Source material:
* START *

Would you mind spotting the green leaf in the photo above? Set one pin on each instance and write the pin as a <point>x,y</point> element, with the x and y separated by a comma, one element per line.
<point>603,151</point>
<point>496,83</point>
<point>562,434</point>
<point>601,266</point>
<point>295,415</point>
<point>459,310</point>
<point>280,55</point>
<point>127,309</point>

* END *

Your instructions:
Give the lines above as a two-column CSV with the header instruction,response. Make one row per instruction, with its text in the first field and its answer in the second, each field in double quotes and every line break replaced by a space.

Result:
instruction,response
"Would you mind spotting the green leaf in the photo above? Set one pin on each instance and write the pin as a <point>x,y</point> element, with the x and y separated by a comma, one element per line.","<point>603,151</point> <point>496,83</point> <point>562,434</point> <point>601,266</point> <point>295,415</point> <point>459,310</point> <point>280,55</point> <point>127,309</point>"